:: TEXT EXCERPT ::

# H: Skaven, VC W: Beastmen or Paypal.



## savagestructure (Feb 9, 2011)

I have the following Skaven up for trade for upainted/unbuilt/primed beastmen or paypal:

Army Book
150 IoB rats, either bare plastic or primed fur brown
2 IoB Weapons Teams, bare
I IoB Warlord, painted very well
primed IoB warlock Engineer
Converted BSB, bare
4 IoB rat ogres with master moulder

All =£100, free post

Vampire Counts:
5 converted black knights, painted well
22 old school metal GG, painted well
2 vampires, one bare, one painted well
2 wraiths + 1 banshee, banshee painted well, wraiths bare
Converted spirit hosts, painted well

All = £30, free post


I'm based in the UK and would rather only trade within the UK but will trade/sell to Europe/US should the right deal come along. PM me for individual prices.

Will get pictures on request!


----------



## Prothor Ironfist (Sep 27, 2009)

Any chance of some pics of the VC units please may be interested need to see how far my money can stretch this month.


----------



## savagestructure (Feb 9, 2011)

Vampire Counts sold!


----------



## savagestructure (Feb 9, 2011)

VC back up after a sale broke down, now reduced to only £30! Moving house in a couple weeks so trying to get my unwanted stuff off.


----------

:::
:: PROVIDED DATA ::

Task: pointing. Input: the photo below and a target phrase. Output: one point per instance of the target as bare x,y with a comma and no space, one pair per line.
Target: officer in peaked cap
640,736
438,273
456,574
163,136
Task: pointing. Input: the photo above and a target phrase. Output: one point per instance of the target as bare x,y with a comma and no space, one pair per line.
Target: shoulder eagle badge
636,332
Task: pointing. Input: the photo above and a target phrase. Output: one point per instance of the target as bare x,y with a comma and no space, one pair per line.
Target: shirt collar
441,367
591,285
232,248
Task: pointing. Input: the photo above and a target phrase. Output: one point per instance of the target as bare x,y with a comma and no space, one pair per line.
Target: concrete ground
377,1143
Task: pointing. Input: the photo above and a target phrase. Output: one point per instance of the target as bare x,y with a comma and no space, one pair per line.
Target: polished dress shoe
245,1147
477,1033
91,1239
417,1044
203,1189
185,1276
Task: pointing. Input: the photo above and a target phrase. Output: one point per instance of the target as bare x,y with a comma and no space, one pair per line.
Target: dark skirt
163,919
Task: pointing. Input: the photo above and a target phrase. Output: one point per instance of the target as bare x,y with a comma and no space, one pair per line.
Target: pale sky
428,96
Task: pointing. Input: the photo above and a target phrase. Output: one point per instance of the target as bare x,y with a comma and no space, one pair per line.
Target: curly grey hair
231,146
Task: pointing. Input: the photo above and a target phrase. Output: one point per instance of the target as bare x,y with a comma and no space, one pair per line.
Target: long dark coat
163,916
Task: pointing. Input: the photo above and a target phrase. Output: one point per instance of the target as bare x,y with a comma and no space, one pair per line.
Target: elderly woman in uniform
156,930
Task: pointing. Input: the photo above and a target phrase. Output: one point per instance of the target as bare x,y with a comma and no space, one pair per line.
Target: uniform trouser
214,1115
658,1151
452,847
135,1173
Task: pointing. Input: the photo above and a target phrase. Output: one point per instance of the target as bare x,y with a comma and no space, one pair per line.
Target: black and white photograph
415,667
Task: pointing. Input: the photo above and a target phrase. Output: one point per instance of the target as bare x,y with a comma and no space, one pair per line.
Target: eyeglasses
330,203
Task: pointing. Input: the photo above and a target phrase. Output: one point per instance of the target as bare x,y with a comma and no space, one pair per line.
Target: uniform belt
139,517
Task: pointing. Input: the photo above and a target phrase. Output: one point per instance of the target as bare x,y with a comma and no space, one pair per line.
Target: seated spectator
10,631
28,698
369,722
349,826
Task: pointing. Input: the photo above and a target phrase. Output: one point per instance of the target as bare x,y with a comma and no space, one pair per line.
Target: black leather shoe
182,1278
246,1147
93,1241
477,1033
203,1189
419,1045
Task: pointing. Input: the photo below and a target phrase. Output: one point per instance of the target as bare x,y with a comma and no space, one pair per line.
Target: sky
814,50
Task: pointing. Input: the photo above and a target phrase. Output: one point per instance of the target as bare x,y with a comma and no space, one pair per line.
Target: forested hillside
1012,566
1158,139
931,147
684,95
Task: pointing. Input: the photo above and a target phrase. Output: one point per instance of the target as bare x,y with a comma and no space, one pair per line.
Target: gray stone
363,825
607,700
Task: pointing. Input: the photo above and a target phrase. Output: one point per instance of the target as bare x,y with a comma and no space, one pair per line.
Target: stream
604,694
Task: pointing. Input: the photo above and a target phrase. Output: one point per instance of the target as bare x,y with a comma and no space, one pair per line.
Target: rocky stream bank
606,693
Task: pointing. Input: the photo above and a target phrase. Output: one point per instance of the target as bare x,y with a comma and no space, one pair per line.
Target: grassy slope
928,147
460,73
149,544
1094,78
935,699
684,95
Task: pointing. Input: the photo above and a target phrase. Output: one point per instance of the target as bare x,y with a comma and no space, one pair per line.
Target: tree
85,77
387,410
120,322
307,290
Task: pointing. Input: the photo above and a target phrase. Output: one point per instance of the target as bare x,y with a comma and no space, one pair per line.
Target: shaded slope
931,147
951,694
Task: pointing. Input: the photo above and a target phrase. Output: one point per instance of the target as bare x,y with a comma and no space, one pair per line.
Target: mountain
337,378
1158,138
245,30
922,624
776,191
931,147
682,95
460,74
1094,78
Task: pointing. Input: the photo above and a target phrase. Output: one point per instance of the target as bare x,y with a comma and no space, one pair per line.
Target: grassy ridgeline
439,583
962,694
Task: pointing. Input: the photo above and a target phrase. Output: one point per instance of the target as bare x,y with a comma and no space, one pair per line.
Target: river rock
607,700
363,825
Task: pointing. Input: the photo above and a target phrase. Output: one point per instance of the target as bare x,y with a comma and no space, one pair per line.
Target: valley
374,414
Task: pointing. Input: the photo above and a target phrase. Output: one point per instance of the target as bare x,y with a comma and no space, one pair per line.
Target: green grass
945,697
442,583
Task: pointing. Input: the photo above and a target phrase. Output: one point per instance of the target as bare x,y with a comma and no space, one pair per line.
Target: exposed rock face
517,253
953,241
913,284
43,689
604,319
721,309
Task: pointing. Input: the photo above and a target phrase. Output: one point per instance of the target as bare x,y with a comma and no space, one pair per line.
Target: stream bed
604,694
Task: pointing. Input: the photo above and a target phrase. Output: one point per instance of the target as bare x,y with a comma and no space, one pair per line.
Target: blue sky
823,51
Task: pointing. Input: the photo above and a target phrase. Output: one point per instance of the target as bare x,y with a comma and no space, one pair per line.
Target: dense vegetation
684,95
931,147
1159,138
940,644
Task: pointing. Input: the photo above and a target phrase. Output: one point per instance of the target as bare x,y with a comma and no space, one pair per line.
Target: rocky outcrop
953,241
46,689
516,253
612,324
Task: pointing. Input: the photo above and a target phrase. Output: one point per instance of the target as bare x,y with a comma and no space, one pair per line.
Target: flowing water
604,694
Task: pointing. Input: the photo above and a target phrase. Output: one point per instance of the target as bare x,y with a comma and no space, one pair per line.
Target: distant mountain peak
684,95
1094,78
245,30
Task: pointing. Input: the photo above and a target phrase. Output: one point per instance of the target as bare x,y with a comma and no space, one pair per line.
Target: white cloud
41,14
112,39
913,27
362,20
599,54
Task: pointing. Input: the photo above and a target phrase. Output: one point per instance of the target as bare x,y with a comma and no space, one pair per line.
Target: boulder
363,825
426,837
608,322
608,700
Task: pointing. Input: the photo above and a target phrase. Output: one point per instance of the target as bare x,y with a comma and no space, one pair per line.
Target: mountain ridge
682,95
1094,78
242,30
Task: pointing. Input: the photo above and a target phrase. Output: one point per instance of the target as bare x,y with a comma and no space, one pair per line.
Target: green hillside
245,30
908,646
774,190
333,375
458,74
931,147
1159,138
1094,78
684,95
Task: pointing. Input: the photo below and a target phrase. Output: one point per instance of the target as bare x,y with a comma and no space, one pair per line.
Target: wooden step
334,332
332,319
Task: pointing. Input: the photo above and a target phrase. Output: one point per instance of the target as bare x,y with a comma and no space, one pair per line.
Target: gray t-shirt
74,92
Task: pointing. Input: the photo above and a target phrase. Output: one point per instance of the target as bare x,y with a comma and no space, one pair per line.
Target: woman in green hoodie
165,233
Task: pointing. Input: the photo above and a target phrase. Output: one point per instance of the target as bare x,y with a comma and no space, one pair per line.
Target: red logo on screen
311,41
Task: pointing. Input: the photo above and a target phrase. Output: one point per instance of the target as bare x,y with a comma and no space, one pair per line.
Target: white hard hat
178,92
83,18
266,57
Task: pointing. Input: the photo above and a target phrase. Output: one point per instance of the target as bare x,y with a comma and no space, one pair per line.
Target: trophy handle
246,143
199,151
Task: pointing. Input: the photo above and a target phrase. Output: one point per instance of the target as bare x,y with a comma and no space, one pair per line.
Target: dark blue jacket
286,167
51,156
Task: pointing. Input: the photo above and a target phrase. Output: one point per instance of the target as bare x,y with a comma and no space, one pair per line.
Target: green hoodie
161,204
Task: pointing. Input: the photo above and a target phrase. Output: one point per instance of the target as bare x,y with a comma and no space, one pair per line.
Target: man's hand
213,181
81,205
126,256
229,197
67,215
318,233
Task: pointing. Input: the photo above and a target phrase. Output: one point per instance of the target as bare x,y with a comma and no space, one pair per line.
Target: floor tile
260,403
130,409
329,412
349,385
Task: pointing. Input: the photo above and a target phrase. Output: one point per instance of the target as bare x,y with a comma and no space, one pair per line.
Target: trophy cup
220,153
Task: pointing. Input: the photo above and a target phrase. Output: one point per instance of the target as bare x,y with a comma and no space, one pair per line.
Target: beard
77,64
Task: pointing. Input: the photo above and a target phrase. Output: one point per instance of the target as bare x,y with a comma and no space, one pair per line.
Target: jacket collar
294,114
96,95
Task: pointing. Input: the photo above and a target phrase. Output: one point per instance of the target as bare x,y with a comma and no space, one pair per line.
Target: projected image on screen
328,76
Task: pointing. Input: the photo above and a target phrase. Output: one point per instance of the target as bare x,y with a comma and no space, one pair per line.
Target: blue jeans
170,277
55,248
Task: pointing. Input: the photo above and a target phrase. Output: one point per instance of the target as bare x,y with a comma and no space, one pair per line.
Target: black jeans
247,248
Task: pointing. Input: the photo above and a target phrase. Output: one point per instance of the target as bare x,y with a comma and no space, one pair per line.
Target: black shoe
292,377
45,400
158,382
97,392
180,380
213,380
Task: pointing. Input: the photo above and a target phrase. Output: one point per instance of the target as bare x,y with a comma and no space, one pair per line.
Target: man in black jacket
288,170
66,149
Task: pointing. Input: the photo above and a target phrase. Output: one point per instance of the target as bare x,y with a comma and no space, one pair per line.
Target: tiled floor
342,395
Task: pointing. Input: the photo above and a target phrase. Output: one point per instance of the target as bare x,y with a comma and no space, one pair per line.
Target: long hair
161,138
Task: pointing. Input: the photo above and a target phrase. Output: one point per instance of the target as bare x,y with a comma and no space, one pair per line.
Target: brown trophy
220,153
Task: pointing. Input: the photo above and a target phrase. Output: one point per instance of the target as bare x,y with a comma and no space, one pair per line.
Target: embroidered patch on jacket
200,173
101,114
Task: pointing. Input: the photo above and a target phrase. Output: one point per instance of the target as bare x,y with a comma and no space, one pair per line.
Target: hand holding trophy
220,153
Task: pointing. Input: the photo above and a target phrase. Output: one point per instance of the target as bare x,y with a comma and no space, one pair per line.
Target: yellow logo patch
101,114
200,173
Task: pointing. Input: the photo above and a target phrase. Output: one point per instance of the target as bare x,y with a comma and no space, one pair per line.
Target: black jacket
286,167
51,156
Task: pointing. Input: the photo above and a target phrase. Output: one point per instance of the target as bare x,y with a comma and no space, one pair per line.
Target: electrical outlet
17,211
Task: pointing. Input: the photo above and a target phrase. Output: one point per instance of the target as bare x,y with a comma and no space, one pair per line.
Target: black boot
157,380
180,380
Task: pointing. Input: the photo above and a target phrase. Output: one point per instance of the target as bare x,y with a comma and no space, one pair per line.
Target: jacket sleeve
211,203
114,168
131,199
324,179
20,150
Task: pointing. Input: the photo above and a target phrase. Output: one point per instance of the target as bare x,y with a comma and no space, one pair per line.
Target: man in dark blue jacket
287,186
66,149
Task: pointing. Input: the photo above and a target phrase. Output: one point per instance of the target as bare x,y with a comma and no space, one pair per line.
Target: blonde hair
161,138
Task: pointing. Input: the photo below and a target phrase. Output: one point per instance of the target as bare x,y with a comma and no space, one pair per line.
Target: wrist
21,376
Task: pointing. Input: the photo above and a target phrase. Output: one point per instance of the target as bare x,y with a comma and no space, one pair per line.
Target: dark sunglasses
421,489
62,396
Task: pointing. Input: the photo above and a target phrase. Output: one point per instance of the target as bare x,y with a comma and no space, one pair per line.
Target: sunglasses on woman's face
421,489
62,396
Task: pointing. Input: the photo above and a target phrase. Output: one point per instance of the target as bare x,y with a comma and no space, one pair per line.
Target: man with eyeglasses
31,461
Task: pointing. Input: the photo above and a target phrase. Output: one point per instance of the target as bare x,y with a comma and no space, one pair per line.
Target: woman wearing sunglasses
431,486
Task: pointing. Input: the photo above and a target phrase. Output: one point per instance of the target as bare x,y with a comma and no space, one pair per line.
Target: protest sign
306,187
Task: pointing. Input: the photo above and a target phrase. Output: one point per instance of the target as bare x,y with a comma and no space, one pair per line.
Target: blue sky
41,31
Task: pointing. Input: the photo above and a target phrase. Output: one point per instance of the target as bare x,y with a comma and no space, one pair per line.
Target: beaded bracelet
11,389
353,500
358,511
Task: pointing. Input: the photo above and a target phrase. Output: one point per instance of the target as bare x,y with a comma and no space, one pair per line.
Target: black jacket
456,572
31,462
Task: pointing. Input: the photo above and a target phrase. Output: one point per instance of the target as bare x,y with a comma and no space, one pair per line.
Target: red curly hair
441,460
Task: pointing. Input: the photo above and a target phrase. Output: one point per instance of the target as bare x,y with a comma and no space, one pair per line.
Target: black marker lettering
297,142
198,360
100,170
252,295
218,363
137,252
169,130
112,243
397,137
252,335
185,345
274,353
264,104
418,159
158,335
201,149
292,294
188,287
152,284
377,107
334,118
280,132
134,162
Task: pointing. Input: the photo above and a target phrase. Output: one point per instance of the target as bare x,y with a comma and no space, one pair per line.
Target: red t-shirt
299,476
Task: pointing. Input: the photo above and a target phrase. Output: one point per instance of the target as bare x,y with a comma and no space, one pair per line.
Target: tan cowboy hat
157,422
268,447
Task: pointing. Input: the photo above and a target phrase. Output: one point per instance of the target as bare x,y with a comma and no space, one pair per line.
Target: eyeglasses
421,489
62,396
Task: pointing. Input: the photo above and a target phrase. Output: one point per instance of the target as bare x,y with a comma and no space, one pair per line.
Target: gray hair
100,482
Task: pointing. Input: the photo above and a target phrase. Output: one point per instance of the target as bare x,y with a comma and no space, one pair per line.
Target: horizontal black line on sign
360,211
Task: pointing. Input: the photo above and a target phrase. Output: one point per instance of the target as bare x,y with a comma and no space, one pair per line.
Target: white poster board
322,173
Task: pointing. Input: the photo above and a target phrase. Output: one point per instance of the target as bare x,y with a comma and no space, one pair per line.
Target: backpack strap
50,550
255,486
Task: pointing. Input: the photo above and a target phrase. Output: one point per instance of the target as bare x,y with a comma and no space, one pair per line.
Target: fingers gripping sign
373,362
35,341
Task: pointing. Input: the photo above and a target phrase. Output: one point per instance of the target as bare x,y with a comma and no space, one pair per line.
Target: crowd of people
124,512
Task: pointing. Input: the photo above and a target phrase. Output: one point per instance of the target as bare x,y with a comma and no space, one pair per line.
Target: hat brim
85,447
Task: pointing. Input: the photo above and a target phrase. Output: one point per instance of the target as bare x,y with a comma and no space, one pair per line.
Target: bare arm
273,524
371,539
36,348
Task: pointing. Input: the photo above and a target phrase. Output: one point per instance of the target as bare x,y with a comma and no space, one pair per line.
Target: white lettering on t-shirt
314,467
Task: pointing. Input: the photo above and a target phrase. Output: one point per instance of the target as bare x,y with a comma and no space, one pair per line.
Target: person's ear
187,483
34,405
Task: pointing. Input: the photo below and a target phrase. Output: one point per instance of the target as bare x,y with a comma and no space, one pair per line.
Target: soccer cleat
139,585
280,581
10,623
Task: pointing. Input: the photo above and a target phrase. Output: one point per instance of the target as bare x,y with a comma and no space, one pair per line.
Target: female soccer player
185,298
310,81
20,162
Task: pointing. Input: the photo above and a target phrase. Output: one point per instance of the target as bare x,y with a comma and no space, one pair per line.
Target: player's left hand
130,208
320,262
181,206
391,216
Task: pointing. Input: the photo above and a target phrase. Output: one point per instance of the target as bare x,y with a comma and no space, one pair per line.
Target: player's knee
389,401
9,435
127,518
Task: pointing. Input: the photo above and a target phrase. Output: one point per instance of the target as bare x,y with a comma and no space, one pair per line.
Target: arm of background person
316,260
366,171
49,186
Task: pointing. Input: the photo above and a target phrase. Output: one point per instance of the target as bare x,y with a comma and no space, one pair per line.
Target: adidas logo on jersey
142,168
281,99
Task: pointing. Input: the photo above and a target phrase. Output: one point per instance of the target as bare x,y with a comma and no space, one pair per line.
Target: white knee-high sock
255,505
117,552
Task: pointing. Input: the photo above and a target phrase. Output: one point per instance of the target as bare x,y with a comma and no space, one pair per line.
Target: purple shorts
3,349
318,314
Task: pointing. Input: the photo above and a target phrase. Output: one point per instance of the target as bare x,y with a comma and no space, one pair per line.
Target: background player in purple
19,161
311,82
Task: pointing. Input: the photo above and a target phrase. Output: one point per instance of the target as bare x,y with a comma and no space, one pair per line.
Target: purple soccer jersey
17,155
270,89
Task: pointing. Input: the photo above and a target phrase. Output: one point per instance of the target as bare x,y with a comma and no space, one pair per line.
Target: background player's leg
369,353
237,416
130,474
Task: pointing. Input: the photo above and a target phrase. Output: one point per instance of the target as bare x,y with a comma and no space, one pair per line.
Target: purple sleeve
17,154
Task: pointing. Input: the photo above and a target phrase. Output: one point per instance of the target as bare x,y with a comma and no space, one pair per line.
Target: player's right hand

:::

__SET TASK__
In the Warhammer trade thread, what price does the seller ask for the full Skaven lot?

__WORKED SOLUTION__
£100, with free post.